- **Task description**
Write out again only the lines running from the one that contains "Where can the headlight" to the end of the records below, including both the first and the last.

##### Entries supplied #####

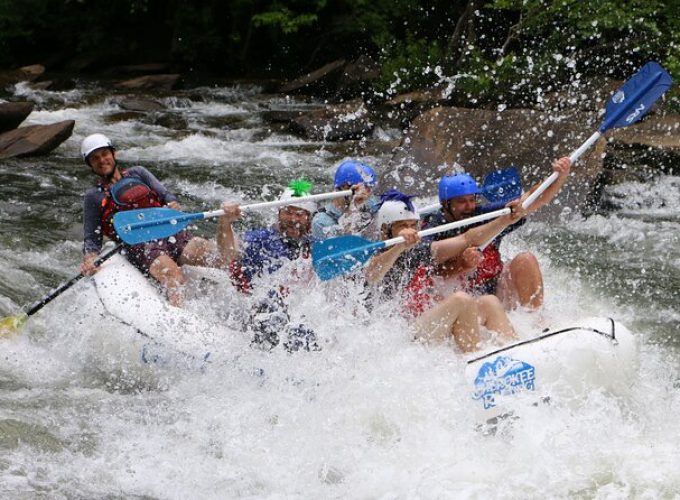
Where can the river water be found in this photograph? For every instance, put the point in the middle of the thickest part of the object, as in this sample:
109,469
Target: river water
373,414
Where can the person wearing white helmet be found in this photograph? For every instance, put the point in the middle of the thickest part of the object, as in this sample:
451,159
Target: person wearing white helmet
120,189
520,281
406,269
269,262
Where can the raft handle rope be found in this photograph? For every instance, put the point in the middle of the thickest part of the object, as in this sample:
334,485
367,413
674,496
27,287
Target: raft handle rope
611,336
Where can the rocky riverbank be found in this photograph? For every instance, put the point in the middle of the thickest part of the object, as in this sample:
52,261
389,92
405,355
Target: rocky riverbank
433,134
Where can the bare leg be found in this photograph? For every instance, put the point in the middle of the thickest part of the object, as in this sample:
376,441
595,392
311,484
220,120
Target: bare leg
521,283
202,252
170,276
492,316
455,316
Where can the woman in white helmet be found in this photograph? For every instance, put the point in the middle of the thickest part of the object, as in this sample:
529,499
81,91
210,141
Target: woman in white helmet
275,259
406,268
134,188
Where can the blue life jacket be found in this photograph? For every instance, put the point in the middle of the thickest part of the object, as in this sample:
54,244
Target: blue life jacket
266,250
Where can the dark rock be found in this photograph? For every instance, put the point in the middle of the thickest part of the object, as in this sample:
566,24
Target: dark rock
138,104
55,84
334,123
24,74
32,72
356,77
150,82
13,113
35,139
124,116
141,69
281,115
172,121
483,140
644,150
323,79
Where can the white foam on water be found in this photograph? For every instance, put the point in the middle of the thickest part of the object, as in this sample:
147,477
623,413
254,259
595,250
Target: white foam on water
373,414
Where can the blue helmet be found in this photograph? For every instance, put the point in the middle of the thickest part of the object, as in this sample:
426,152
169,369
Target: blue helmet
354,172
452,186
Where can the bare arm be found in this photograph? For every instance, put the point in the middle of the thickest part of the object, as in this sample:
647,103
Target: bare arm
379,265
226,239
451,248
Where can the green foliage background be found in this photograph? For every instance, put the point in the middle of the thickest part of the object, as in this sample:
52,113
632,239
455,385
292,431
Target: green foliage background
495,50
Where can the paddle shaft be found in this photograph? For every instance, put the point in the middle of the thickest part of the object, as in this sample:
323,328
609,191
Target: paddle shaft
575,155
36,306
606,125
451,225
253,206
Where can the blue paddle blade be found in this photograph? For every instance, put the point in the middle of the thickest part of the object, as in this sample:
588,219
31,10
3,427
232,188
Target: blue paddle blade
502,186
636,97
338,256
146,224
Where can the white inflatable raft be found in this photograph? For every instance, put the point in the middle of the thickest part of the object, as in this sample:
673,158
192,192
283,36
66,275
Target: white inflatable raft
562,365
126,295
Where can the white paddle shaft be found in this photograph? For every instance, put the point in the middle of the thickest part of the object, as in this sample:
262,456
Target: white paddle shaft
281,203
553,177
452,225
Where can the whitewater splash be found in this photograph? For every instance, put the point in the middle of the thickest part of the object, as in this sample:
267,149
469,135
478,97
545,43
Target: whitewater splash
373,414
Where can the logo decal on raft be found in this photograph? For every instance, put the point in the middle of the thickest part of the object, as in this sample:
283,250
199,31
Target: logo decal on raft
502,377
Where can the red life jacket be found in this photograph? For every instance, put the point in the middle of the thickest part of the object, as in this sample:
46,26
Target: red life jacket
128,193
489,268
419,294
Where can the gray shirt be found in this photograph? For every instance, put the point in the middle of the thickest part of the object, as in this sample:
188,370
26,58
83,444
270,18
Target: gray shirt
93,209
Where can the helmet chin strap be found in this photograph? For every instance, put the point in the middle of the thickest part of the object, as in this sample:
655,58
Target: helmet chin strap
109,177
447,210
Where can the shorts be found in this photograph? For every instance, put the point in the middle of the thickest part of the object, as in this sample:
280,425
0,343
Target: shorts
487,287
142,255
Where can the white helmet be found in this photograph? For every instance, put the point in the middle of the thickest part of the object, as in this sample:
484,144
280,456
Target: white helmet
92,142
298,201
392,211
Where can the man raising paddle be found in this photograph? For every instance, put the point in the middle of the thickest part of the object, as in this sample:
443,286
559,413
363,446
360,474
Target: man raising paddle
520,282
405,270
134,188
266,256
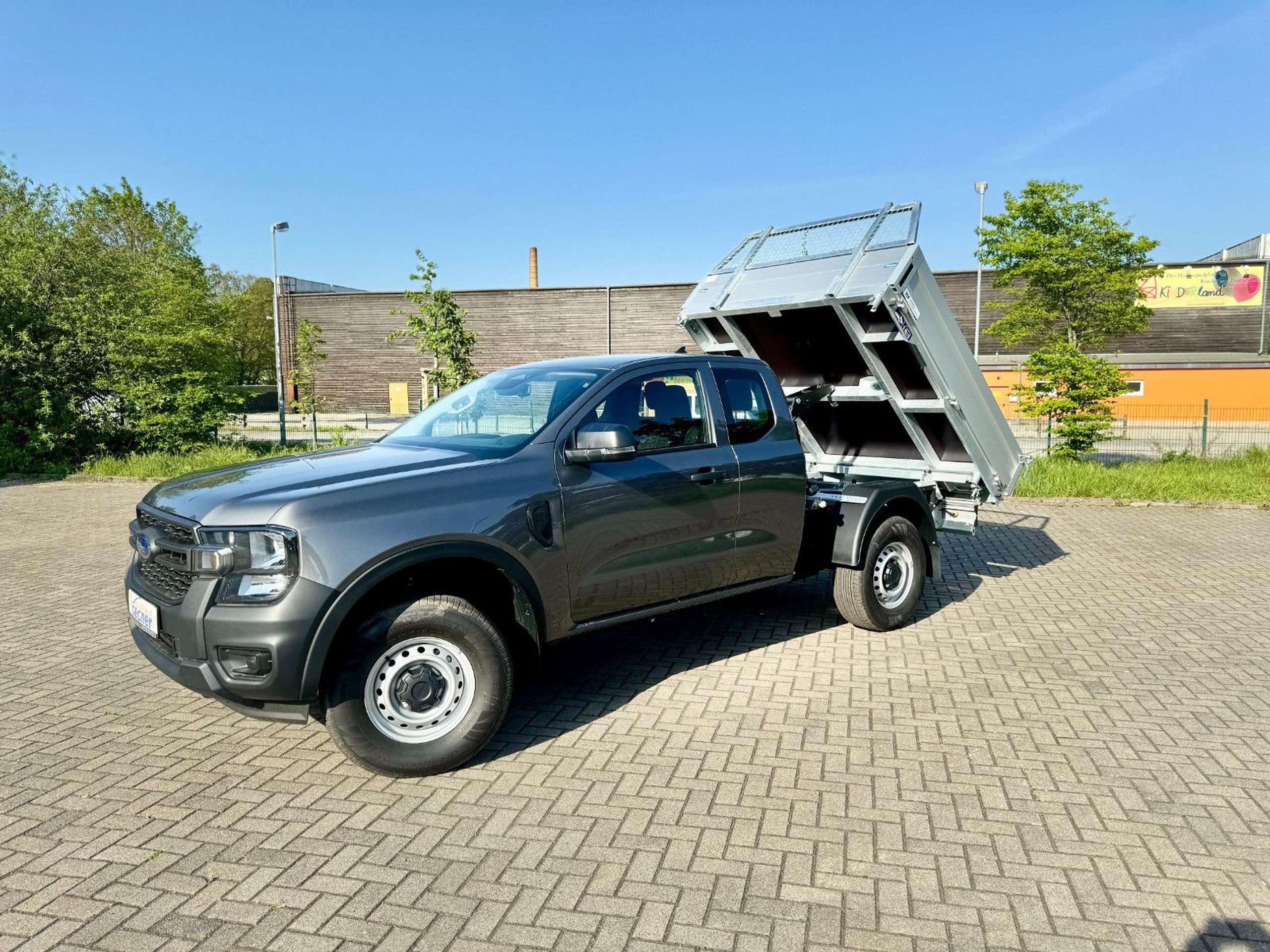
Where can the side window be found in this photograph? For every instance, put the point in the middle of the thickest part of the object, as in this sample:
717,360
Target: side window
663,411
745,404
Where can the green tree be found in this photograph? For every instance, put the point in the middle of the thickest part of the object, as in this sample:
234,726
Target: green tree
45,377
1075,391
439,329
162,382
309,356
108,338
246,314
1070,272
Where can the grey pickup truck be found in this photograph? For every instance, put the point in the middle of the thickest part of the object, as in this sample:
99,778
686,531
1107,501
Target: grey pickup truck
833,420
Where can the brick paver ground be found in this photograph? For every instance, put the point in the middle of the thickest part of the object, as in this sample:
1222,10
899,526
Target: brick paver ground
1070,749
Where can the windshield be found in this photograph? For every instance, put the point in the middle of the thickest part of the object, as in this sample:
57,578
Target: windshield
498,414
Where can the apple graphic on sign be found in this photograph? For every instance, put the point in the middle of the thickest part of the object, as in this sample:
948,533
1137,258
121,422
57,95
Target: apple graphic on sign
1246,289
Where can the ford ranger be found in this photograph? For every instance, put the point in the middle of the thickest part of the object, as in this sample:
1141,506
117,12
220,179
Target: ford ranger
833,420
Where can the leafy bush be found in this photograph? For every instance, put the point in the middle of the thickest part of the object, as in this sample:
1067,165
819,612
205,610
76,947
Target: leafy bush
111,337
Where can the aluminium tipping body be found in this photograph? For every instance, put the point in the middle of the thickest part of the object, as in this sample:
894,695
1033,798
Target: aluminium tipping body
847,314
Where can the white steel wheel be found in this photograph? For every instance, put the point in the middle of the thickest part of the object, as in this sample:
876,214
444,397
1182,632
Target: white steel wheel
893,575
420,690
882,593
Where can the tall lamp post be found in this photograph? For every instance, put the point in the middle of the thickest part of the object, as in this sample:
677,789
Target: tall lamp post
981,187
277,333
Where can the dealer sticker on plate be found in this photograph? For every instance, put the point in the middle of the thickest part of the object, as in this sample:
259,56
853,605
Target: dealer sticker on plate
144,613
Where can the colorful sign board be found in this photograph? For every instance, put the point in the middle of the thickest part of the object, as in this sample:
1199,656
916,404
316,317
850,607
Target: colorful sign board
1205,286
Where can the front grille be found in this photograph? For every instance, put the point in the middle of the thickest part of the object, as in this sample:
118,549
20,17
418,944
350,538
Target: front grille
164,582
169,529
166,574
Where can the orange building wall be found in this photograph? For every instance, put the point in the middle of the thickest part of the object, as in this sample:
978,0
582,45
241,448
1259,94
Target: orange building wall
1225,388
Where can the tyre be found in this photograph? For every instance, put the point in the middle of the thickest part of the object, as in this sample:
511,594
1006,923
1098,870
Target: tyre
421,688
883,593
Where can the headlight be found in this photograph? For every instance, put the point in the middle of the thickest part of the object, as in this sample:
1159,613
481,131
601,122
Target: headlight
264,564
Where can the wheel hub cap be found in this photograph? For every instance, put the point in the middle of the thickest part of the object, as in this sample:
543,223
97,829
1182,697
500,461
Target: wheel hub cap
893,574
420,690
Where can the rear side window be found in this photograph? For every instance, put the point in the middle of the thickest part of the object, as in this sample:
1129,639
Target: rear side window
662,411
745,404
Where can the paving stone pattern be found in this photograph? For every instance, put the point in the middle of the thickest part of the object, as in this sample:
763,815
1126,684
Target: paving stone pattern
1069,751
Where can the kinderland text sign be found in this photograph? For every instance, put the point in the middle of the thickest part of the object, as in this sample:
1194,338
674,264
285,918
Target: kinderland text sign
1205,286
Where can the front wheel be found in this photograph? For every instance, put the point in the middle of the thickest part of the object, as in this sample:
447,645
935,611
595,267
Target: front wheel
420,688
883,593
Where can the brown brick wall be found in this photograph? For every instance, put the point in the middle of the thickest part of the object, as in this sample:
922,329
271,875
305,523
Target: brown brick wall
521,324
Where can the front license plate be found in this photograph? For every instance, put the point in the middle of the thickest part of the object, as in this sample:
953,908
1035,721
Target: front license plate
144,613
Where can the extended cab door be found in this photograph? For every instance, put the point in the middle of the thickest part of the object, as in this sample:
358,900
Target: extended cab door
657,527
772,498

#####

- **Task result**
Where can the headlight be found in this photograph? For every instance, put the point in the middle of the thickest part of the object, as in this sample:
1159,613
481,131
601,122
Target: headlight
264,564
Where can the wheel hub cap be found in this photograph? For every instance, put the point in the middle of the thickest part of the object, as in this sample:
543,223
97,829
1182,697
500,461
Target: wheel hub cap
893,574
420,690
Where can the rear side window be found in this photograph? For every instance, put the point in the middle of the thickest part of the object, as in this sample:
1129,639
Target: rear side window
662,411
745,404
Where can the paving stone pattern be found in this photograph? For every instance, put the point in the middle of the thickest part of the object, as in this sample:
763,815
1126,684
Target: paving stone pattern
1069,751
Where can the kinderland text sign be found in this photograph? For every instance, put the point in the middle of the thickest part of the object, as in this sample:
1194,338
674,264
285,918
Target: kinderland text sign
1205,286
Where can the front wheel be found in this photograph? For every instance, put the point in the middle of the thickest part of the object, as in this sample:
447,645
935,611
595,267
Target: front wheel
420,688
883,593
Where can the brown brick wall be found in this photograph? For every instance, put the point in the middle of the thickest part of the object, as in this sample:
922,329
271,875
305,523
Target: brown brick wall
521,324
Where can the front license plate be found in this photograph? For every instance, put the point in the middle of the thickest part of the object, as in this sample:
953,908
1035,721
Target: front license plate
144,613
Where can the extended cab door be found in this photograph? For every instance, put the point in the middle of the thickest part of the object, as in this sample:
358,900
Target: extended cab door
657,527
772,498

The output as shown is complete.